DIRECTION — Copy out the final stretch of the listing: the line that contains "Would you be able to point to the white cloud" and all lines after it, exactly as they appear.
THE RECORDS start
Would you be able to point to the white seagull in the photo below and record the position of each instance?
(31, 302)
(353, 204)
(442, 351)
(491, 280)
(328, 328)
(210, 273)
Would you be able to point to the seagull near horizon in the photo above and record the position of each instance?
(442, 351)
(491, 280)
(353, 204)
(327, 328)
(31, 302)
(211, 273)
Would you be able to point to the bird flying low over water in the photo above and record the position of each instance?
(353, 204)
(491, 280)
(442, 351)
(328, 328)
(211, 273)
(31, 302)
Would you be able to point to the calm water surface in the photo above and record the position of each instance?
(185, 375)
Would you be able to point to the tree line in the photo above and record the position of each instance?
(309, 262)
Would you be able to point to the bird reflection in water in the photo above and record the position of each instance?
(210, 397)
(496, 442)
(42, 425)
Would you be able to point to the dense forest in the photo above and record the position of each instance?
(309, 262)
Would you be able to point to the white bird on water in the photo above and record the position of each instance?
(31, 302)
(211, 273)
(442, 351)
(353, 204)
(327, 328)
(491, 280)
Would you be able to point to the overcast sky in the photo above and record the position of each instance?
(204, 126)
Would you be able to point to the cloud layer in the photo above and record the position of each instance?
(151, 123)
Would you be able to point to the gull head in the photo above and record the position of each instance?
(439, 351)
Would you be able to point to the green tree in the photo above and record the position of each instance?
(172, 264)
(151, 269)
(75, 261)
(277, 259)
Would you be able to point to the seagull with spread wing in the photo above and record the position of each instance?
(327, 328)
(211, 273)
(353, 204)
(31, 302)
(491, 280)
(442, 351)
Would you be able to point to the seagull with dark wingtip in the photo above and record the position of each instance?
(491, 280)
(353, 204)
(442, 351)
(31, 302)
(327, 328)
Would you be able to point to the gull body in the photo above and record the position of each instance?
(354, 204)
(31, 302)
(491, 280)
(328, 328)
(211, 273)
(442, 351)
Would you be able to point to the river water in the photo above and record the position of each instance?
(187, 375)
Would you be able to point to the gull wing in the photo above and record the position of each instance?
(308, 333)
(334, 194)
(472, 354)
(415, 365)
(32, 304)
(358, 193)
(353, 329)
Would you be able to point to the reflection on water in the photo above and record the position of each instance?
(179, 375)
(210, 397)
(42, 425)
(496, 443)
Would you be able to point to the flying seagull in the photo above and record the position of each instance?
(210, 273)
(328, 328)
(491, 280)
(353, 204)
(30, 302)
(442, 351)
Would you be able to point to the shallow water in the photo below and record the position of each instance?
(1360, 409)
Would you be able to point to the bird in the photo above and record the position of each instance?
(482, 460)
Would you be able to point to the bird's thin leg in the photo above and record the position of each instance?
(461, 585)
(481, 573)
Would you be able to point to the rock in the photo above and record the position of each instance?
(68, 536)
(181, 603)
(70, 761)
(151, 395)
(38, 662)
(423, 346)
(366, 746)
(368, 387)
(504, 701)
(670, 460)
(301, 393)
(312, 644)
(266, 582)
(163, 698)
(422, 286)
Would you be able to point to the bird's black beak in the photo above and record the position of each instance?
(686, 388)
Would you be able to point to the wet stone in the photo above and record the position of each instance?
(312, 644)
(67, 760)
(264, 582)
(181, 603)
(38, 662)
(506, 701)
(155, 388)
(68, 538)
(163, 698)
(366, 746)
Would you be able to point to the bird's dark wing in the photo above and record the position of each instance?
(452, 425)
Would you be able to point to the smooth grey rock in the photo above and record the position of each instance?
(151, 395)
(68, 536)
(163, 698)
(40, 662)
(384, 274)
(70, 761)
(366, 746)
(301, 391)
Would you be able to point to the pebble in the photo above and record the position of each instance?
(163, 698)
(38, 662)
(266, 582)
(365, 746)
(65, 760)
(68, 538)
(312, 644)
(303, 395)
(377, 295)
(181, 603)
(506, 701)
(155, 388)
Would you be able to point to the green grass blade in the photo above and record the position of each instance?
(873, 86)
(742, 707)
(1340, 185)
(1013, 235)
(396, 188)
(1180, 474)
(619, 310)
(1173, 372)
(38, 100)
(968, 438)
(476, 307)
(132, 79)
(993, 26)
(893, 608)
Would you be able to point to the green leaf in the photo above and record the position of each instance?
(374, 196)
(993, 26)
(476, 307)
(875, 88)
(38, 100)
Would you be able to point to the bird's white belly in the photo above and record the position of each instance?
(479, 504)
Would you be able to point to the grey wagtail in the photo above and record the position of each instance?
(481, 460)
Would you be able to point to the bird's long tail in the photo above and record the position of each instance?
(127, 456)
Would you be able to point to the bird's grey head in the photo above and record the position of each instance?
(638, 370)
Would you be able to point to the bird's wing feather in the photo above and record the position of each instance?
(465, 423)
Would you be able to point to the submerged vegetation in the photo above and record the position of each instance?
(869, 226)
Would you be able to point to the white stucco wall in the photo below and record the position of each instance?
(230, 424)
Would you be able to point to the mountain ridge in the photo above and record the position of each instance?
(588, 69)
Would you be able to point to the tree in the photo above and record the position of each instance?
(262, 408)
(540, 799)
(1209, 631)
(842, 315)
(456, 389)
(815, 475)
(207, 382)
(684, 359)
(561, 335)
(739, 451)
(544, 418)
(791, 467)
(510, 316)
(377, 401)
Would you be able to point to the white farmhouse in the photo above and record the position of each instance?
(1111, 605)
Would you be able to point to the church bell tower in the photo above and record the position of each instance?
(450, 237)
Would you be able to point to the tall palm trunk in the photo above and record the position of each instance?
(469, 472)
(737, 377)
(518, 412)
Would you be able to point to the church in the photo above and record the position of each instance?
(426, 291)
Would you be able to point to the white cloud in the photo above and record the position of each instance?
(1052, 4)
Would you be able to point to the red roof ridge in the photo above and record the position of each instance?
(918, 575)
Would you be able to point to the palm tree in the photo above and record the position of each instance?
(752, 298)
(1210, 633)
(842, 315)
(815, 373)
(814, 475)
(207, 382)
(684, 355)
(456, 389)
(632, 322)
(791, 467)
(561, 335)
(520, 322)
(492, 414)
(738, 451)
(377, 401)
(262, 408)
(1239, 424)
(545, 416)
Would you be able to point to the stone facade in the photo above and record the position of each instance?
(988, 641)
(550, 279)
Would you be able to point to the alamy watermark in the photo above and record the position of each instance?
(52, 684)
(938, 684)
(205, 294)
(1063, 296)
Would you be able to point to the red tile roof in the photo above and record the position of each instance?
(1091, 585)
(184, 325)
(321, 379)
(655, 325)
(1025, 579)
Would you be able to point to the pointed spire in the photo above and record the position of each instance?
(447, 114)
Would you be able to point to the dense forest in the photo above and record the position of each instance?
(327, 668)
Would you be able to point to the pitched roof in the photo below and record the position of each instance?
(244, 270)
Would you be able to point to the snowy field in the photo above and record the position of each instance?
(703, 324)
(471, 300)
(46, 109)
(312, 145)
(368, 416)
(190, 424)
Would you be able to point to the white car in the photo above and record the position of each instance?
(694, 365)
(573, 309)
THE RECORDS end
RIGHT ANSWER —
Would you be able to point to the white cloud in the photo above and record the position of each instance?
(1052, 4)
Would you be able to point to the red roof ridge in the photo above and record the position of each instance?
(918, 575)
Would you be able to point to the palm tree in the photo above and record the position of each instance?
(752, 298)
(1210, 633)
(842, 315)
(815, 373)
(814, 475)
(207, 382)
(684, 355)
(456, 389)
(632, 322)
(791, 467)
(561, 335)
(520, 322)
(492, 414)
(738, 451)
(377, 401)
(262, 408)
(1239, 424)
(545, 416)
Would you be able to point to the stone facade in the photo above and record the position of each instance?
(988, 641)
(550, 279)
Would you be able to point to the alamy watermark in the photo above and record the position of each instance?
(52, 684)
(938, 684)
(205, 294)
(1063, 296)
Would you be able to point to the red tile roof in the photo above and record the position of each instance?
(1091, 585)
(184, 325)
(321, 379)
(655, 325)
(1025, 579)
Would you be able to point to the pointed spire in the photo above and record the position of each instance?
(447, 114)
Would you be able to point to the dense forest in the photo above and record the position of each instance?
(327, 668)
Would you be able to point to the pitched roof in the photo below and record the position of each instance?
(244, 270)
Would you be able to point to the snowy field in the photo above and record the position of each instance?
(703, 324)
(471, 300)
(46, 109)
(312, 145)
(368, 416)
(190, 424)
Would you be able to point to the white car in the photo above and record the position of each instance?
(694, 365)
(573, 309)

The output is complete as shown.